__TASK BRIEF__: Give a bare count of the lines with "stone" in the material below.

__THE RECORDS__:

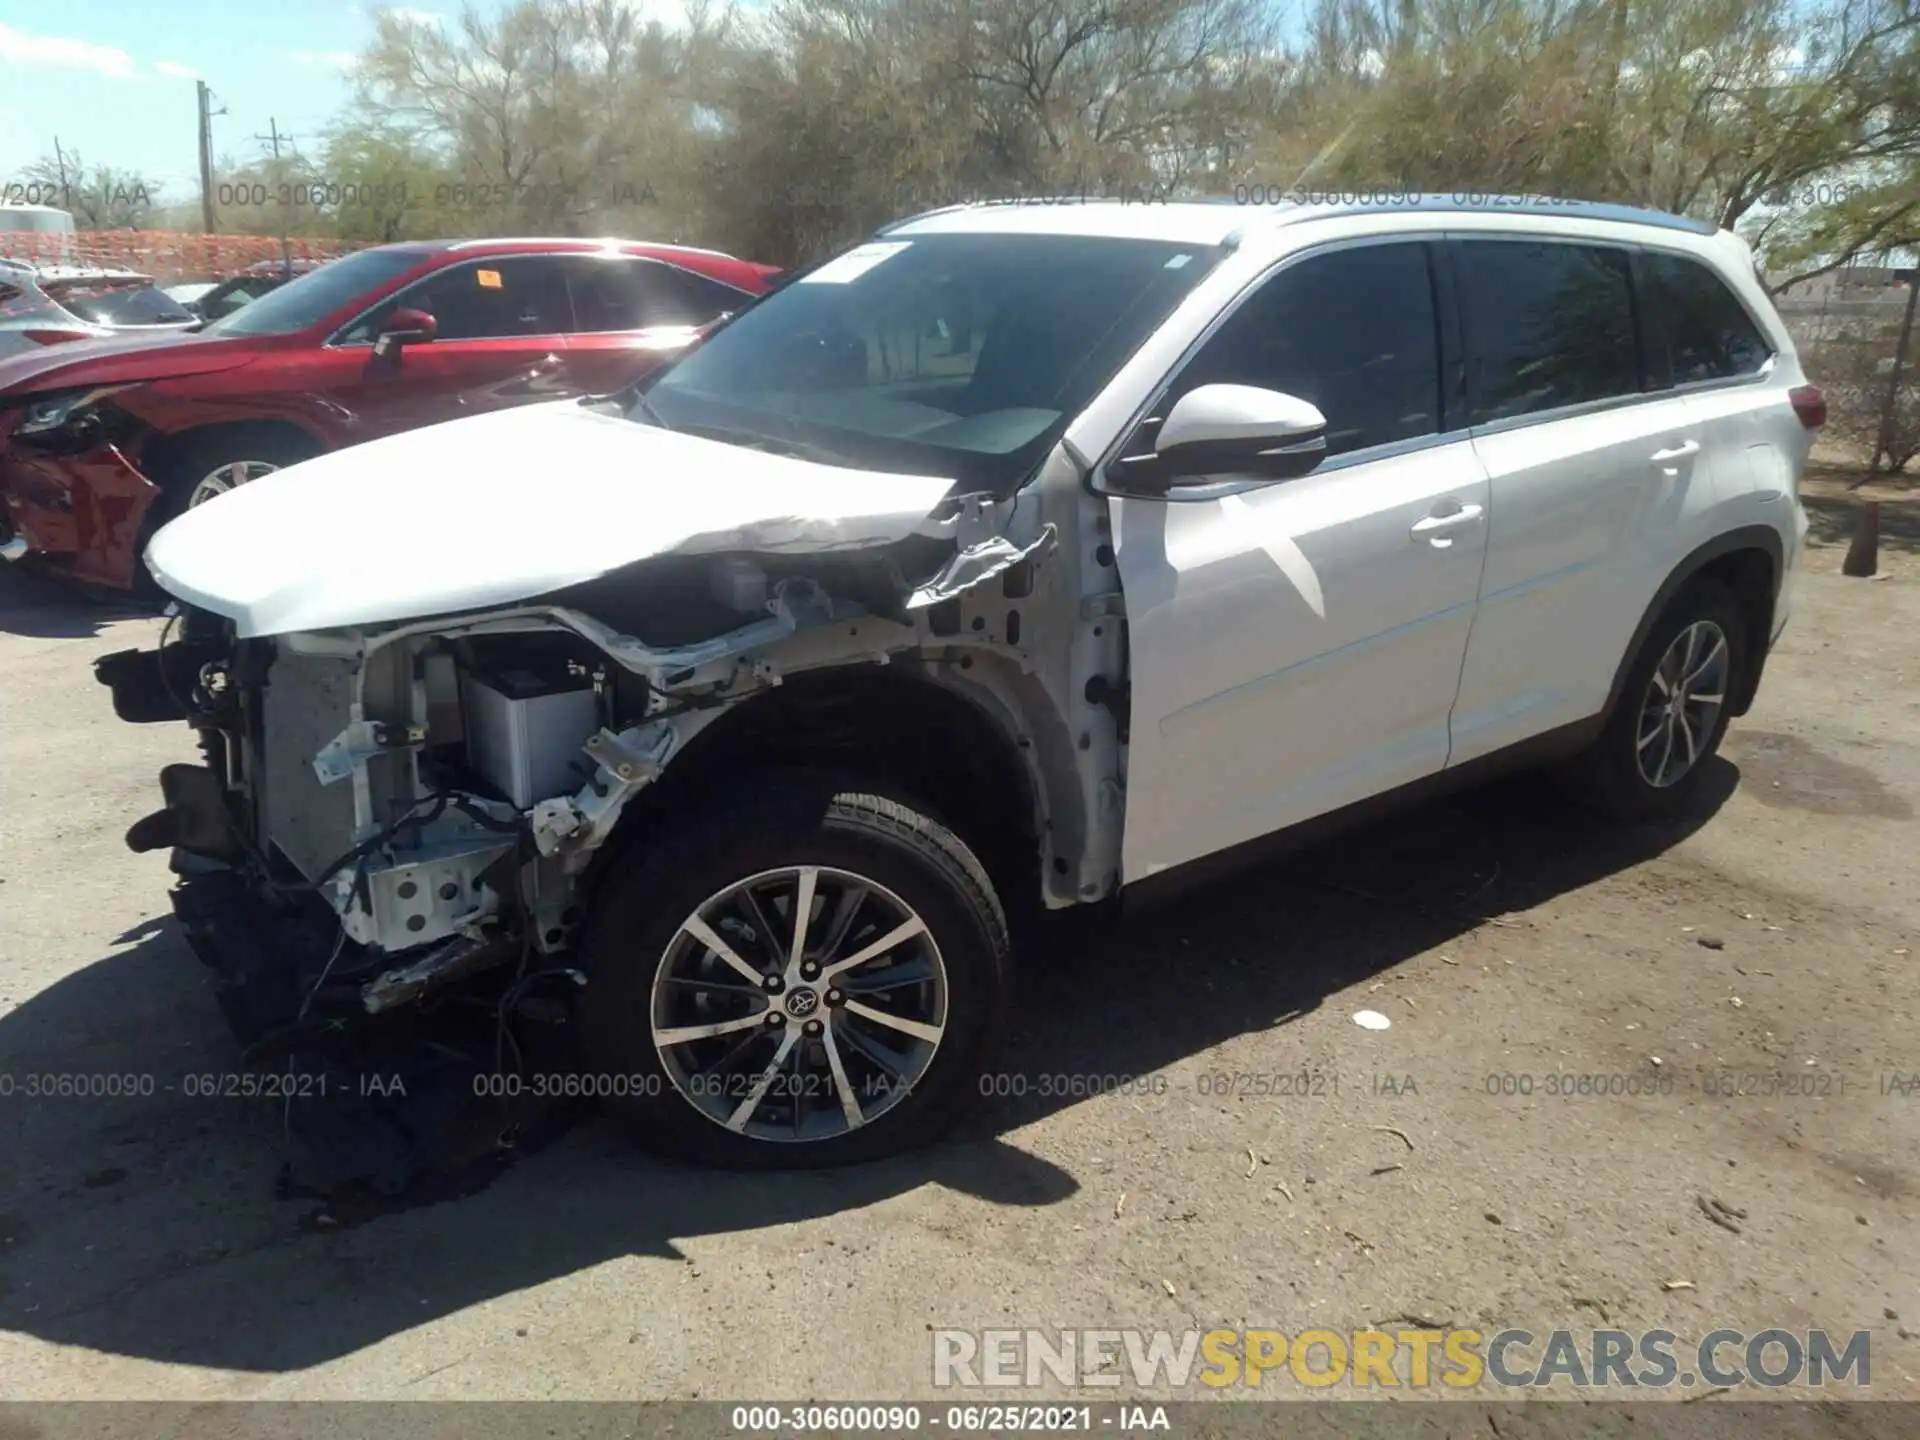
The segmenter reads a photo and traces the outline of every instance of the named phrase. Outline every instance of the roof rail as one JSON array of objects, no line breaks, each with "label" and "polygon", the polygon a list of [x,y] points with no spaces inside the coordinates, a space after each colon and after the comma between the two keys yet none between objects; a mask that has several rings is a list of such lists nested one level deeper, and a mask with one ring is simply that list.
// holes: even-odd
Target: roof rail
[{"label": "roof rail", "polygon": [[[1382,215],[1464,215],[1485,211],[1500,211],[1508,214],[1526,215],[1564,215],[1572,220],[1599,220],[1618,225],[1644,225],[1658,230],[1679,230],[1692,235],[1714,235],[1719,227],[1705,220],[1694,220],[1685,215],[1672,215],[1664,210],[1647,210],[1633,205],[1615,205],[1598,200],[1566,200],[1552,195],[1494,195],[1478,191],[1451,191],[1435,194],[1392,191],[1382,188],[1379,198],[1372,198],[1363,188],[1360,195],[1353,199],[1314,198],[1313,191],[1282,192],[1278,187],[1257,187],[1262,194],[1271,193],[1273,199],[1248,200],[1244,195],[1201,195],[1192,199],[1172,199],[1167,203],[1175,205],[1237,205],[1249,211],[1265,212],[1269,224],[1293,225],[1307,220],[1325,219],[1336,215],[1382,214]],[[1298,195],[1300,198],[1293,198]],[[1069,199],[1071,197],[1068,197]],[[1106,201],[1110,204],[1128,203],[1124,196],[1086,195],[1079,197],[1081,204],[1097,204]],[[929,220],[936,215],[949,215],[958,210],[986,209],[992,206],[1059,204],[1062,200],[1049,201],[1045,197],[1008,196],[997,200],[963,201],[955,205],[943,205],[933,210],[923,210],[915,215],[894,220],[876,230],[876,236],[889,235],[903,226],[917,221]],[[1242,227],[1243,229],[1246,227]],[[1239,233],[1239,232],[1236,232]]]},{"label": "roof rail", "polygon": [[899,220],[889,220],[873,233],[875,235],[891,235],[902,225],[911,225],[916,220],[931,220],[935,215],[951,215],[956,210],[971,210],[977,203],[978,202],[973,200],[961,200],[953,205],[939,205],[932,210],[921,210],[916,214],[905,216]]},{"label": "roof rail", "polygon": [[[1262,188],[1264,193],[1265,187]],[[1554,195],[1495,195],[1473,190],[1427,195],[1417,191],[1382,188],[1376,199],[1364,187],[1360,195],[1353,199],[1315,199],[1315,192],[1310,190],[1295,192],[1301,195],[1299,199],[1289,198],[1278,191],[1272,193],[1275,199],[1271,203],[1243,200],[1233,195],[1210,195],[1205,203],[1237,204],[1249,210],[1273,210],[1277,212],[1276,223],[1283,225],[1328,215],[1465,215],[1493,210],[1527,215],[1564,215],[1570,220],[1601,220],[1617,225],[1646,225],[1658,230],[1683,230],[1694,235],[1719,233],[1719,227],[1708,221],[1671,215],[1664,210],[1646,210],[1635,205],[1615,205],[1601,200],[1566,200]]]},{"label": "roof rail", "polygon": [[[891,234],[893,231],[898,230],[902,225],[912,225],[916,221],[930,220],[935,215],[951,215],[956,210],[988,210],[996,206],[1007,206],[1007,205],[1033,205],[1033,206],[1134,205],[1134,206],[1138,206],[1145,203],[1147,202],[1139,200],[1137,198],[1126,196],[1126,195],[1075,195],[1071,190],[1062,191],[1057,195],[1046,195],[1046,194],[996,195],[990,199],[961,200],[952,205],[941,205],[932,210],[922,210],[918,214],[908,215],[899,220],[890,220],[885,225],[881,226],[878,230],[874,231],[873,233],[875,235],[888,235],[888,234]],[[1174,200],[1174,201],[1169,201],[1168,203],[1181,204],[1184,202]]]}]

* * *

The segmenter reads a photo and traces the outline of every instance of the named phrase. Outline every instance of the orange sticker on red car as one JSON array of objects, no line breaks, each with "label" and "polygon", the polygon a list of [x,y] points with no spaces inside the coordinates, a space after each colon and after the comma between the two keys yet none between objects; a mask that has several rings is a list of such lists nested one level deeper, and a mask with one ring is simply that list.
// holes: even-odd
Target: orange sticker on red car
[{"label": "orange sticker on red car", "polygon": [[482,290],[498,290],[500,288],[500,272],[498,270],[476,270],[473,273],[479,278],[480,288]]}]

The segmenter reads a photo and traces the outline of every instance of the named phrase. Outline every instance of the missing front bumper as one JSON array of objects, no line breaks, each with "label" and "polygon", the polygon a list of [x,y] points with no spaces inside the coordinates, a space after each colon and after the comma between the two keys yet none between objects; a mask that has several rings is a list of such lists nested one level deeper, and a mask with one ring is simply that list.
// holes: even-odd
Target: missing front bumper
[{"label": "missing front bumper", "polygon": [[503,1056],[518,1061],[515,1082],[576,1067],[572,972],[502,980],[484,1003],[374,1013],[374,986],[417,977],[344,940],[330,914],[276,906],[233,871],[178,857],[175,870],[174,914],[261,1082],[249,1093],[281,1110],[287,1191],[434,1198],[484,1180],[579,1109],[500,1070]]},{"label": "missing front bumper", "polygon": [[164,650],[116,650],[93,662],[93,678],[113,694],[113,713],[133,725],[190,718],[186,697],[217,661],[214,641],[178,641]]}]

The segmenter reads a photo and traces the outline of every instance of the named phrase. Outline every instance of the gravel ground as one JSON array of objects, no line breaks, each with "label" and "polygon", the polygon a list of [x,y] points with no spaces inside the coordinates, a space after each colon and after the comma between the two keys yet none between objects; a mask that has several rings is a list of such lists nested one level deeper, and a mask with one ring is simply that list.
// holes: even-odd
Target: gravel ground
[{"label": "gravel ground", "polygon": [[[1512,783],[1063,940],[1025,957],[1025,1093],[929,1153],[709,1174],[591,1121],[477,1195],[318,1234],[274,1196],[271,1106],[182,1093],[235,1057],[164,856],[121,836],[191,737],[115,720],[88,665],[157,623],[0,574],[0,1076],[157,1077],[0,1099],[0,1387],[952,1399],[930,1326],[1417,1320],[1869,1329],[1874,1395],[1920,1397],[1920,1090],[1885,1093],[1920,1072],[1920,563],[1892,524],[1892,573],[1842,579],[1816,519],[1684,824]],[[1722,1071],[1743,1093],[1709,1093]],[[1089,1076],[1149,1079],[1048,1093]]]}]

* * *

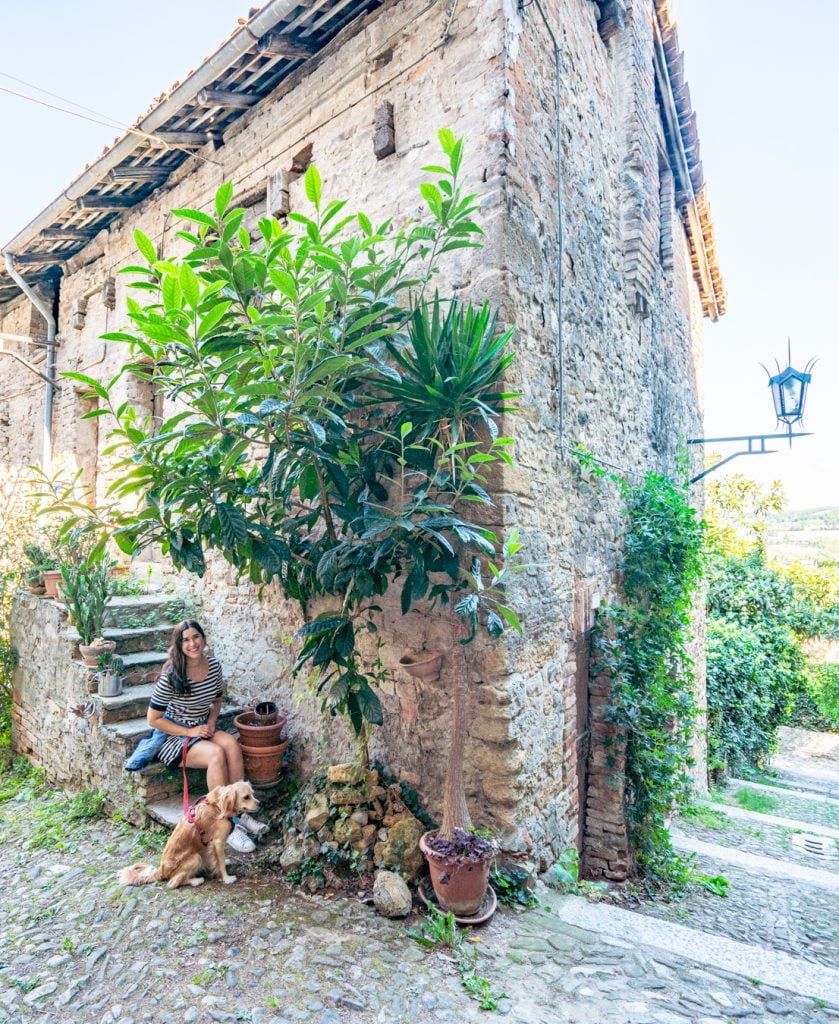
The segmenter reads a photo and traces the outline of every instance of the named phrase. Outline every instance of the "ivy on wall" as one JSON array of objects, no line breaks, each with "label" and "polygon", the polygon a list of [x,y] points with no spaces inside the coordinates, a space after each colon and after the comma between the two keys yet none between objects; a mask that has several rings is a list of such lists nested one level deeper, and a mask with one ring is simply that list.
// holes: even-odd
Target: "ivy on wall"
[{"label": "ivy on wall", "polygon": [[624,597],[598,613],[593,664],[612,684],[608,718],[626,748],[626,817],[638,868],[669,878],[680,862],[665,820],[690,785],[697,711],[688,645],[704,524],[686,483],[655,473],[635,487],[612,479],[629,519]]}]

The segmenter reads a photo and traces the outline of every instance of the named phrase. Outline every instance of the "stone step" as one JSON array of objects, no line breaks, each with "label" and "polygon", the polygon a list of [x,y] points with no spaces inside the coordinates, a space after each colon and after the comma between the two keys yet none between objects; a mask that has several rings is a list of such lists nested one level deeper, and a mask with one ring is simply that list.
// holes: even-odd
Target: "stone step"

__WRITTEN ANSWER__: 2